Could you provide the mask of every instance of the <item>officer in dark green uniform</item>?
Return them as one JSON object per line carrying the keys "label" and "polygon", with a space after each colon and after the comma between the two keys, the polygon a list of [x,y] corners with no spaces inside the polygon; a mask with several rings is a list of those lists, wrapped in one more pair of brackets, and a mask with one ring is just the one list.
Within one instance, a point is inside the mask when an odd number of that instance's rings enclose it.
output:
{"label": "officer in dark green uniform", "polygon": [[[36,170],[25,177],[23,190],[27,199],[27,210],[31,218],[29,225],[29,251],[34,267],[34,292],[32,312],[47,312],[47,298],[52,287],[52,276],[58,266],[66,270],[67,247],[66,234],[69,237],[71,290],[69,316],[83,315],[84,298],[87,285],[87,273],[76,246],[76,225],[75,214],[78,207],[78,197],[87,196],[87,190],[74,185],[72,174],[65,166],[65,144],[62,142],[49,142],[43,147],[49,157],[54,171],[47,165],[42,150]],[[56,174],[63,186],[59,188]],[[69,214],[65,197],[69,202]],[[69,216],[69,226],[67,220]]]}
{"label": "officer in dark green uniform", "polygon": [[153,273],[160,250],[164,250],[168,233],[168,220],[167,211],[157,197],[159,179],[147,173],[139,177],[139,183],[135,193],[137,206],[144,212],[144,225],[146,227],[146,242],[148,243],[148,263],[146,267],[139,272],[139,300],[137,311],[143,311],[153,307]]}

----------

*Exercise requirements*
Extract the complete listing above, reproducing each line exactly.

*Expected answer*
Could you provide the mask of every instance of the <item>officer in dark green uniform</item>?
Return them as one JSON object per line carrying the keys "label" and "polygon", with a space after each colon and after the comma between the two keys, the polygon a list of [x,y] corners with no spaces inside the polygon; a mask with several rings is a list of those lists, wrapped in one more pair of brackets, and a mask with one ring is just the one list.
Within one instance, a point is inside the mask when an odd number of that instance's rings enclose it.
output:
{"label": "officer in dark green uniform", "polygon": [[[36,170],[25,177],[23,190],[27,199],[27,210],[31,218],[29,225],[29,251],[34,267],[34,292],[32,312],[47,312],[47,298],[52,287],[52,276],[58,266],[66,270],[67,247],[66,234],[69,237],[71,290],[69,316],[83,315],[84,298],[87,285],[87,273],[76,246],[76,225],[75,214],[78,207],[78,197],[87,196],[87,190],[74,185],[72,174],[65,166],[65,144],[62,142],[49,142],[43,147],[49,157],[54,171],[47,165],[42,150]],[[56,174],[63,186],[59,188]],[[69,214],[65,197],[69,202]],[[69,216],[69,226],[67,220]]]}
{"label": "officer in dark green uniform", "polygon": [[153,273],[160,250],[164,250],[168,233],[168,220],[167,211],[157,197],[159,179],[147,173],[139,177],[139,183],[135,193],[137,206],[144,212],[144,225],[146,227],[146,242],[148,243],[148,263],[146,267],[139,272],[139,300],[137,311],[143,311],[153,307]]}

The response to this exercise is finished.